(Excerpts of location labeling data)
========================================

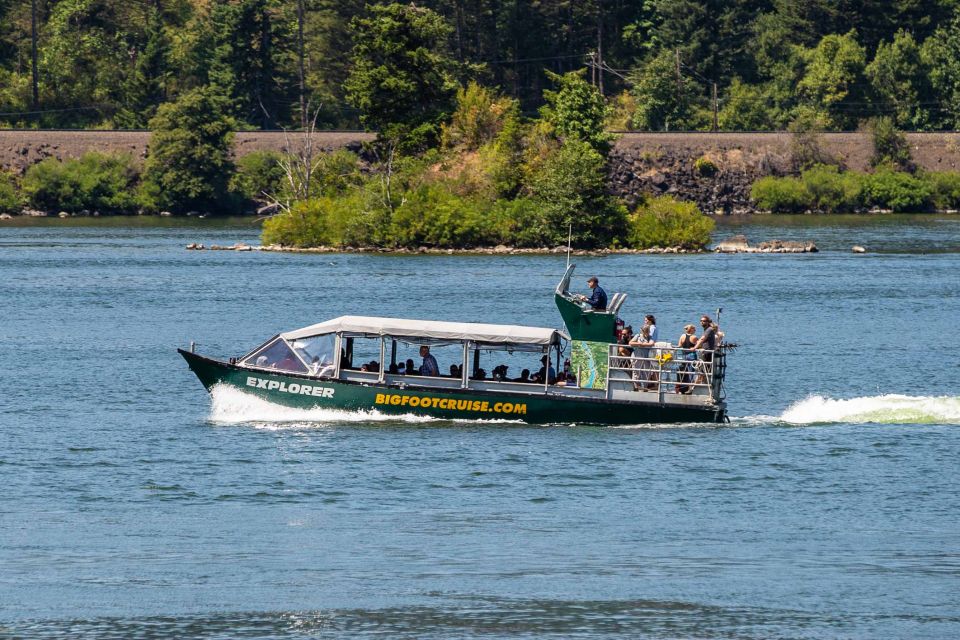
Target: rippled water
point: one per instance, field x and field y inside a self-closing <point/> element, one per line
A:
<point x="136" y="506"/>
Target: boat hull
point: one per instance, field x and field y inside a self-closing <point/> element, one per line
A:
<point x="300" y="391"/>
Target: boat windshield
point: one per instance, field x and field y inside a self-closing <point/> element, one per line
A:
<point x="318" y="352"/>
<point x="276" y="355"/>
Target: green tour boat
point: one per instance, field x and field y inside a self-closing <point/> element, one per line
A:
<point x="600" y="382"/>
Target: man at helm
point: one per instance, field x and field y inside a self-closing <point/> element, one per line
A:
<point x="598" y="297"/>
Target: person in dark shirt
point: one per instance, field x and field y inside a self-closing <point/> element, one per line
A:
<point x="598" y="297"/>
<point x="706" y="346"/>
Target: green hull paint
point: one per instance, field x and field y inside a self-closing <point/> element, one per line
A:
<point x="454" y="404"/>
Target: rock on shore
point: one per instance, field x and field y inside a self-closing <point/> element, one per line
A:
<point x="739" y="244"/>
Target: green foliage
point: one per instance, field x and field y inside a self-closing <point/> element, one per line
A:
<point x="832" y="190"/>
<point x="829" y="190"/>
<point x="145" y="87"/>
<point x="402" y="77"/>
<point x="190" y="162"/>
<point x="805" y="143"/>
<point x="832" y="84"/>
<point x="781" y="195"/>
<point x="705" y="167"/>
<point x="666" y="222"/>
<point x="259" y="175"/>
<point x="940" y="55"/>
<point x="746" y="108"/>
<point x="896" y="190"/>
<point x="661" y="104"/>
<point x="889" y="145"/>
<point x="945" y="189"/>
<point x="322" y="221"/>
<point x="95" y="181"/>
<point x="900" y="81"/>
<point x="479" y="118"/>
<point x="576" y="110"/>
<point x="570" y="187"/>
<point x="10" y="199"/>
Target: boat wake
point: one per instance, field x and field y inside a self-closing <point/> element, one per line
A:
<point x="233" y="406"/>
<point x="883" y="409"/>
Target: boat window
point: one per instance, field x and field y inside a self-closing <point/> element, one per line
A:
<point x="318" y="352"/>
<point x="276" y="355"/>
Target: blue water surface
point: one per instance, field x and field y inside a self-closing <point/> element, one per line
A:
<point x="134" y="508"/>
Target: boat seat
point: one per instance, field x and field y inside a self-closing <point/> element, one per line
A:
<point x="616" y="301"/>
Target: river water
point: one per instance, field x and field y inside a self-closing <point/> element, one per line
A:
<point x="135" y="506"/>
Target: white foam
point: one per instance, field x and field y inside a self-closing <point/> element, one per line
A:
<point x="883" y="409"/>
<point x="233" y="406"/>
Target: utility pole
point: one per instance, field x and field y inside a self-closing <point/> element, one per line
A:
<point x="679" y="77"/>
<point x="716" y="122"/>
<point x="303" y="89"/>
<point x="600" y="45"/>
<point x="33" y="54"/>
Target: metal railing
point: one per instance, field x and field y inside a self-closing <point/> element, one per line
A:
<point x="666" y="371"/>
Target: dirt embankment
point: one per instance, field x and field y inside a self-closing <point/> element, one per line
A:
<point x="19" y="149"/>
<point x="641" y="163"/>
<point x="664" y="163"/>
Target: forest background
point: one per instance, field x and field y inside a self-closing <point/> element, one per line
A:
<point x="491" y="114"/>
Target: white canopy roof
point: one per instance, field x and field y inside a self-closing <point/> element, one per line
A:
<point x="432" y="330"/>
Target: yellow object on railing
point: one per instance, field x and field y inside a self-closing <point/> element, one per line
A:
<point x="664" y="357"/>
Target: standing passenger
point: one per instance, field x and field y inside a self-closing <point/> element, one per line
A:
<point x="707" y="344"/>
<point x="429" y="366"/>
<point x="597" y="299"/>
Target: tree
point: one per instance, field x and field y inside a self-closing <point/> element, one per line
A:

========================================

* _SET EXERCISE_: Please present every line of the items above as a numbered list. Skip blank lines and leave the pictures out.

* _OUTPUT FOR THIS TASK_:
1. Target: rippled water
2. point: one per instance, field x and field y inside a self-closing <point/> element, one per line
3. A:
4. <point x="136" y="506"/>
5. Target: boat hull
6. point: one per instance, field x and field y inside a self-closing <point/> element, one per line
7. A:
8. <point x="300" y="391"/>
9. Target: boat windshield
10. point: one per instance, field x and field y inside a self-closing <point/> element, one per line
11. A:
12. <point x="318" y="352"/>
13. <point x="276" y="355"/>
14. Target: green tour boat
15. point: one per instance, field x and field y inside a self-closing <point/> element, one per line
16. A:
17. <point x="600" y="382"/>
18. Target: man at helm
19. point: one per instance, field x and field y inside a self-closing <point/> element, one per line
20. A:
21. <point x="598" y="297"/>
22. Target: person in dark shirt
23. point: one per instance, field x and field y inside a self-closing <point/> element, one per line
24. A:
25. <point x="598" y="297"/>
26. <point x="706" y="346"/>
27. Target: green hull paint
28. point: one per instance, field x and field y inside a self-closing <point/> element, one per line
29. A:
30. <point x="454" y="404"/>
31. Target: rock on shore
32. point: one per instance, field x and field y inside a self-closing <point/> element, one per line
33. A:
34. <point x="739" y="244"/>
35. Target: green foliage
36. point: one per instance, field x and field y inside a self-closing <point/> element, one per line
37. A:
38. <point x="832" y="190"/>
39. <point x="829" y="190"/>
40. <point x="145" y="87"/>
41. <point x="402" y="77"/>
42. <point x="190" y="162"/>
43. <point x="805" y="143"/>
44. <point x="832" y="84"/>
45. <point x="781" y="195"/>
46. <point x="705" y="167"/>
47. <point x="666" y="222"/>
48. <point x="259" y="175"/>
49. <point x="940" y="55"/>
50. <point x="746" y="108"/>
51. <point x="896" y="190"/>
52. <point x="661" y="104"/>
53. <point x="889" y="145"/>
54. <point x="945" y="189"/>
55. <point x="322" y="221"/>
56. <point x="95" y="181"/>
57. <point x="900" y="81"/>
58. <point x="479" y="118"/>
59. <point x="576" y="110"/>
60. <point x="570" y="187"/>
61. <point x="10" y="199"/>
62. Target: boat wake
63. point: one per instance, field x and field y inside a self-closing <point/> element, one per line
64. A:
65. <point x="233" y="406"/>
66. <point x="883" y="409"/>
67. Target: boat window
68. point: one per instance, field x and field y inside a self-closing <point/> element, one per line
69. A:
70. <point x="318" y="352"/>
71. <point x="276" y="355"/>
72. Target: blue water surface
73. point: one per instance, field x and field y inside a self-closing <point/> element, one per line
74. A:
75. <point x="134" y="508"/>
76. Target: boat seat
77. point: one per instance, field x and field y inside a self-closing <point/> element, one per line
78. A:
79. <point x="616" y="301"/>
80. Target: river water
81. point: one per instance, field x and field y inside a self-closing <point/> element, one per line
82. A:
83. <point x="135" y="506"/>
84. Target: white foam
85. point: one per instance, field x and field y inside a self-closing <point/> element, one per line
86. A:
87. <point x="883" y="409"/>
88. <point x="233" y="406"/>
89. Target: utility pole
90. point: one per instance, field x and field y inside a self-closing <point/> element, one per line
91. A:
92. <point x="679" y="77"/>
93. <point x="716" y="122"/>
94. <point x="303" y="89"/>
95. <point x="600" y="45"/>
96. <point x="33" y="54"/>
97. Target: metal railing
98. point: one per instance, field x and field y inside a self-closing <point/> element, one per line
99. A:
100. <point x="666" y="371"/>
101. Target: dirt embankment
102. point: one per instance, field x and field y inside a self-closing <point/> element, one per line
103. A:
104. <point x="19" y="149"/>
105. <point x="641" y="163"/>
106. <point x="664" y="163"/>
107. Target: forest background
108. point: one per instance, field x and field y inside a self-closing <point/> element, one per line
109. A:
110. <point x="491" y="114"/>
111. Target: white canopy roof
112. point: one per instance, field x and field y inside a self-closing <point/> element, one per line
113. A:
114. <point x="432" y="330"/>
115. Target: yellow object on railing
116. point: one per instance, field x and field y inside a self-closing <point/> element, one per line
117. A:
118. <point x="664" y="357"/>
119. Target: standing passenger
120. point: one per instance, field x and field y inside a self-closing <point/> element, one per line
121. A:
122. <point x="707" y="344"/>
123. <point x="429" y="366"/>
124. <point x="597" y="299"/>
125. Target: tree
126. point: one per instance, field x and field y inside a self-closing <point/> element, one per line
127. A:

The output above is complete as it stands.